* Page extract *

+-------+

Hi, it is me, the y’know, original founder of this blog.  You might have noticed I’ve been just a little slack in posting since around Christmas time. The Season soaked up my time, then I started my new consulting business, but mostly, I needed a break from writing reviews.  It happens!

I was going to start posting a few weeks ago, but that was the week where Abhay descended out of the blue for a solid week of posts, and I didn’t want to step on his toes.

This week, we welcome our newest SavCrit — the artist formerly known as J_Smitty (Yes, eventually every regular commenter will be given a seat in the big chair*), now unveiled as Jordan Smith, whose first post is directly below this one, but I felt like I couldn’t put off my return for much longer (it is MAY!), so join me below the cut, would you?

Hi!

Now, I am hella hella rusty, so forgive me as I get back up to speed… and I also picked a maybe not so great week to do this, since it be a little thin on the new comics beat, but let’s see where we get how we get when, shall we?

AVENGERS ASSEMBLE #15AU: I haven’t especially been a fan of this title since it launched — I really don’t feel like it has had a point or direction of any particular value (Except, maybe, “Let’s try to capitalize on the Avengers movie 15 months ago”), and THIS issue is a tie-in to one of the most drama-free Big Crossover Events. I mean, let’s face it, “Age of Ultron” isn’t really going to have any real impact, even if they DO take away Logan’s healing (though, looking at the new Wolverine movie trailer, one assumes that that is REALLY being done to tie in with the film…), or bring Angela into the Marvel universe.

(which, by the way, is a real “WTF?!!?” moment and, honestly, feels more like a vindictive swipe at McFarlane ["Hah! I'll give it to MARVEL!"] than anything resembling a cohesive creative plan…. or, for that matter, something that any fan, anywhere was looking for)

So, one generally assumes that tie-ins to such a beast would also be inconsequential and uninteresting — and I think they mostly have been so far to date.

Not so this one, however.

Well, I guess it is “inconsequential” because nothing that happened in this comic will matter in 6 weeks or 6 months, or, probably, even be referred to in the parent book, even — but so far this was certainly the most interesting bit of  AoA to date, being a look at how AoA is impacting Britain, introduces at least one interesting new character, and had a really tremendous “What If…?” status change for another major character.

AA#15au is written by Al Ewing, who is very rapidly becoming  my favorite new writer, and whom I’m very much suspecting really is The Real Deal, y’know? I want to see Ewing on an original US series of his own creation because based on his doing other people’s ideas I would guess he’s got his own SANDMAN, TRANSMETROPOLITAN or PREACHER in him (if, y’know, you’re about my age, those are big big touchstones….)  I thought this comic was the best Avengers thing I’ve read in a really long time, and was absolutely VERY GOOD.

+-------+

* Dataset *
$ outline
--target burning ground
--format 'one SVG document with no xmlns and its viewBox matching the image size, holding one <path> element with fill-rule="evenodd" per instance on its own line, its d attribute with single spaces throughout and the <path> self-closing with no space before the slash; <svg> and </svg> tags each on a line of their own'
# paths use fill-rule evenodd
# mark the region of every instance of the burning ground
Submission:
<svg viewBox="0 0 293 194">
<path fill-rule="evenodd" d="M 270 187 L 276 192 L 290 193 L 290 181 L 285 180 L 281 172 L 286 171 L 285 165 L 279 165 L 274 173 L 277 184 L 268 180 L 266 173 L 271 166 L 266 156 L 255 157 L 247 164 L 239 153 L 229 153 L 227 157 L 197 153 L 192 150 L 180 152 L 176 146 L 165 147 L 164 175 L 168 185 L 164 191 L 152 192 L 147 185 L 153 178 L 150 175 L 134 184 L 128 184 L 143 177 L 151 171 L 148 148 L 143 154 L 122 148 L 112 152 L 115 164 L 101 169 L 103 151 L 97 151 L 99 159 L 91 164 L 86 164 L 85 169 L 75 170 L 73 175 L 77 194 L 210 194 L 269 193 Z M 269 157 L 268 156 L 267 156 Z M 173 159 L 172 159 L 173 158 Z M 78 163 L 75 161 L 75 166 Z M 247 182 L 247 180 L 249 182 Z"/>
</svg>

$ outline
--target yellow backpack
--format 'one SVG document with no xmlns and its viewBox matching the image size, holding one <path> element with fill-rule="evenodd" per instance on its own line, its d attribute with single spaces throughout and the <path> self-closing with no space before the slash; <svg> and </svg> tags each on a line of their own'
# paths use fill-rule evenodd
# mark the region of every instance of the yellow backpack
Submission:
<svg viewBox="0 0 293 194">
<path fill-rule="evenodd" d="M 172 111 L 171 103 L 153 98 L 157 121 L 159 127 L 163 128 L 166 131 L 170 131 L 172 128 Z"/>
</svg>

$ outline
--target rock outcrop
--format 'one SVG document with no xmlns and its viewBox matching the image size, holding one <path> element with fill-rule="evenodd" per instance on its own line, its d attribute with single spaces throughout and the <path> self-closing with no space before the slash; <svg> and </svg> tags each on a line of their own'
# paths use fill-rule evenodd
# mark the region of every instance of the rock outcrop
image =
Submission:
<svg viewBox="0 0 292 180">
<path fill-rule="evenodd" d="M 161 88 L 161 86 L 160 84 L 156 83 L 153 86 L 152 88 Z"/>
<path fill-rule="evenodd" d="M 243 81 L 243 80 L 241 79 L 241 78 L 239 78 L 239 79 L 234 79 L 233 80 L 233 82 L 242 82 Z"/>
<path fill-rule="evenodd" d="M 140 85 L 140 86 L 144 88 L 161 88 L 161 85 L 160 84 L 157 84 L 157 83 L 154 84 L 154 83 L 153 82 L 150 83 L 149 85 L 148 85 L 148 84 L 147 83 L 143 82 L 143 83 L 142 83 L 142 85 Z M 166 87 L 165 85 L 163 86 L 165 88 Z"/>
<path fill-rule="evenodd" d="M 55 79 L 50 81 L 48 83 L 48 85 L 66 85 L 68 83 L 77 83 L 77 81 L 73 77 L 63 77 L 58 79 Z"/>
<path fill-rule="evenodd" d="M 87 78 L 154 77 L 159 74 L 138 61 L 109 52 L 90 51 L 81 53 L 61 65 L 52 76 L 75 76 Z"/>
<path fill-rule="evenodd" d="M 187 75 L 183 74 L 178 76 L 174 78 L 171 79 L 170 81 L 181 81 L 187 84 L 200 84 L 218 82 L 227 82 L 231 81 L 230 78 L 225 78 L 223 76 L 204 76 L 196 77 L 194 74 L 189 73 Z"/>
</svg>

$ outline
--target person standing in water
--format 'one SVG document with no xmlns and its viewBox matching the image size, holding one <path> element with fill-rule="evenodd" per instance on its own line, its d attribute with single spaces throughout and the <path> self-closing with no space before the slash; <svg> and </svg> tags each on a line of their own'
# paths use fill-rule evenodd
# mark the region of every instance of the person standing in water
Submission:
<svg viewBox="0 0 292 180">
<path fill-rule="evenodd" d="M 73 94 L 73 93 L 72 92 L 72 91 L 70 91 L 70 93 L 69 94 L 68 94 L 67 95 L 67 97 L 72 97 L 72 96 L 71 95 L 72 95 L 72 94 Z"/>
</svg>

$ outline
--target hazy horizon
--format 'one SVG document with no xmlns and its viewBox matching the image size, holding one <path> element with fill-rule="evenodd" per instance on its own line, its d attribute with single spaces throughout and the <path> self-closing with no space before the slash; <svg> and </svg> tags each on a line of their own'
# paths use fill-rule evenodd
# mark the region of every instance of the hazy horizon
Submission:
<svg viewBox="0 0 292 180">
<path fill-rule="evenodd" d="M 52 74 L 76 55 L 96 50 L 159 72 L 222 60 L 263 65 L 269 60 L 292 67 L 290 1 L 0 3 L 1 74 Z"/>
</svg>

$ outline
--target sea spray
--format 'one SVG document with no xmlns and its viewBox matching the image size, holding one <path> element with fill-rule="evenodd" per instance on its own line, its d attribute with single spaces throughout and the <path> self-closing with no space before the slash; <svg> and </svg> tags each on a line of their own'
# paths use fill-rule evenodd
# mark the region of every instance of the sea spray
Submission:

+-------+

* Set tasks *
A - From the comics blog post, list the titles the author names as "big big touchstones."
B - Based on the comics blog post, mark each statement yes or no and quote the words that decide it: (i) The newest SavCrit posted previously under the name J_Smitty. (ii) Jordan Smith wrote AA#15au. (iii) The author has been a fan of Avengers Assemble since its launch.
C - Carry the comics blog post forward from its final sentence, in the same voice.

* Final results *
A - SANDMAN, TRANSMETROPOLITAN, PREACHER

B -
(i) Yes: "the artist formerly known as J_Smitty"
(ii) No: "AA#15au is written by Al Ewing"
(iii) No: "I haven’t especially been a fan of this title since it launched"

C -
 

BATMAN AND ROBIN RED HOOD #20: Snyder’s run on the main title, and Morrison’s various perambulations through the Bat-mythos have largely overshadowed Peter Tomasi and Patrick Gleason’s title, which some months really is the best of the bat-books. I like what they’re doing here post-Damien, using the other bat-family sidekicks as stand-ins for the Stage of Grief. On the other hand, I’m decidedly uncomfortable with “Carrie Kelley” (The “Dark Knight Returns Robin”), one because she doesn’t seem even remotely like Carrie Kelley in DKR to me, two because it some how seems disrespectful to DKR, and three because bringing in a new Robin this close to the dispatch of the last one, seems like a really lousy idea. We’ll see, we’ll see, maybe they’re just fucking with us, I sure hope so.  I thought (with the exception of the pages she appeared on) that this was pretty GOOD.

 

CHIN MUSIC #1: You’d think that 30s Gangsters and The Occult would go together like buttah, especially when you’ve got Horror-Guy Steve Niles teaming with Tough Guy Tony Harris on a new creator-owned series, but I got to tell you: I could hardly follow the who and the what and the why do I care here. Interest almost always comes from character, not situation, and there aren’t any realized characters on display here.  EH.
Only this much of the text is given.